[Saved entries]
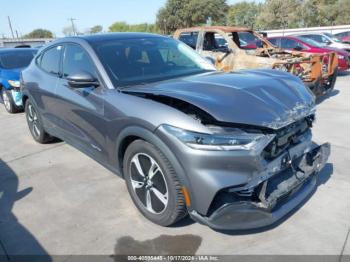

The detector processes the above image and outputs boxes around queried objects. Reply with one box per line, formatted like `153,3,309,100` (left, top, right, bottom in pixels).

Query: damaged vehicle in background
0,48,37,113
268,35,350,73
296,32,350,52
21,33,330,230
334,31,350,44
174,26,338,96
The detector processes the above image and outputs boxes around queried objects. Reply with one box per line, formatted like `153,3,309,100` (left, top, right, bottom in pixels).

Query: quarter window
39,46,62,75
62,44,97,78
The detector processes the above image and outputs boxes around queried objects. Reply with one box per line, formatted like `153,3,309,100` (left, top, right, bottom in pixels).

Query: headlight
338,55,345,59
8,80,20,88
163,125,275,151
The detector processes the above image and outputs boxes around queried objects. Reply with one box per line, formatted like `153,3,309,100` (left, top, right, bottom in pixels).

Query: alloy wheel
2,91,11,111
27,103,41,138
129,153,169,214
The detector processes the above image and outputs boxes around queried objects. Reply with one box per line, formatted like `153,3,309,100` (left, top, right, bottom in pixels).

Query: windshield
324,33,341,43
296,37,324,48
93,37,216,87
0,50,37,69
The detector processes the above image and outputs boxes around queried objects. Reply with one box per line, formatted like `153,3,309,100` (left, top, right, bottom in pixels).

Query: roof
72,32,164,43
175,26,252,33
291,32,326,36
0,48,37,53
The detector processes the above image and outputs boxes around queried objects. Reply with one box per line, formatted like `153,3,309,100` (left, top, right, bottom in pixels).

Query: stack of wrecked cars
174,26,338,96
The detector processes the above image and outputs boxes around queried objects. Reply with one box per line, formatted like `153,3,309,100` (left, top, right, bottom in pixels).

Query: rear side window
62,44,97,78
268,38,280,47
281,38,298,49
39,46,62,75
178,32,198,49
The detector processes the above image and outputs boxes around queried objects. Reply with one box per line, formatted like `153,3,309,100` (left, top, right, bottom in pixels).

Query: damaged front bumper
189,143,331,230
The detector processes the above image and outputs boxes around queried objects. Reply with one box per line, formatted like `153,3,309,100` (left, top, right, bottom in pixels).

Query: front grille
262,116,314,160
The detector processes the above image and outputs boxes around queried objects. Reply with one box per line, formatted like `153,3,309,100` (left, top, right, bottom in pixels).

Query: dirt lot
0,72,349,260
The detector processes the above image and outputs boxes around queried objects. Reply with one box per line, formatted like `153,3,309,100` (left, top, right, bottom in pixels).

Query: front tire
25,99,53,144
123,140,187,226
1,90,20,114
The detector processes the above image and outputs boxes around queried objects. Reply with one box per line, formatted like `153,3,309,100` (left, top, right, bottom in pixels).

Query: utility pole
7,16,15,39
68,18,77,36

> Your goal
Copy out the entries exactly. No pictures.

> Expected answer
The detector processes the above image and outputs boxes around queried objects. Reply with one box per line, formatted like `153,3,309,100` (left, top, right, bottom in pixels).

Query: damaged vehicle in background
0,48,37,113
268,35,350,73
296,32,350,52
21,33,330,230
334,31,350,44
174,26,338,96
The detector processes the above image and outputs boxes around queried objects. Reply with one box per line, formatted like `153,3,309,100` (left, top, right, bottom in pixels).

Query: quarter window
39,46,62,75
62,44,97,78
The detector processes the above image and outputs boxes around queried objects. Reply with one box per line, formatted like `153,3,309,100` (left, top, right, bottom in pixels).

Query: headlight
338,55,345,59
8,80,20,88
163,125,275,151
The detector processes the above image and outputs boxes around queried objects. Reply with one box per line, formatted like `153,3,309,100` (left, top, right, bottom in pixels).

Query: alloy wheel
2,91,11,111
27,103,41,138
129,153,169,214
The detector processes the above image and outputs boxes around queried objects. Reply with one box per line, formatted like `153,3,309,100` (left, top, right, bottom in pixels).

Query: windshield
324,33,341,43
296,37,324,48
93,37,216,87
0,50,37,69
The detector processes the above image and outputs boxes around queried objects. Reply with one box per line, formatted like `153,3,309,100` (left, top, right, bottom in pixels).

Query: roof
72,32,164,43
175,26,252,33
291,32,326,36
0,48,37,53
The detector processes the above image and outputs boxes around queried objects. Reply with one box per line, formatted like `153,3,309,100` (left, top, right, bottom in pixels).

Query: stack of wrecked cars
174,26,338,96
The detector processes the above image and outputs boxes around queried objects. Reply with one box per line, formatted like `153,3,309,100` (left, top, right, bottom in pixels).

Query: rear side window
62,44,97,78
268,38,280,47
281,38,298,49
39,46,62,75
178,32,198,49
The detector processes the above image and outputs boxes around queried objects. Reply with one box per line, formatted like `153,3,309,100` (left, top, right, bottom in pixels).

Query: damaged front bumper
189,143,331,230
The detector processes the above image and outputs boxes around queried objects. Reply with one box per line, formatted like `153,3,309,100` (left, top, right, bottom in pixels).

Query: front grille
262,116,314,160
The detector processes the above image and outputs boxes around queried objects. Reply with one box per line, formatted like `153,3,309,100` (left, top, right, bottom in pixels).

Query: dirt lot
0,72,349,260
The detector processes the above image and outputs boxes around queried objects. Reply with one box per line, formatted like `153,3,309,100` (left, top, right, bottom in pixels).

Query: front tire
25,99,53,144
123,140,187,226
1,90,20,114
The detector processes the above image and outputs boxes around queried objects. Reply with one box per line, formatted like `153,3,309,100` (left, top, right, bottom in pixels).

Query: utility pole
7,16,15,39
68,18,77,36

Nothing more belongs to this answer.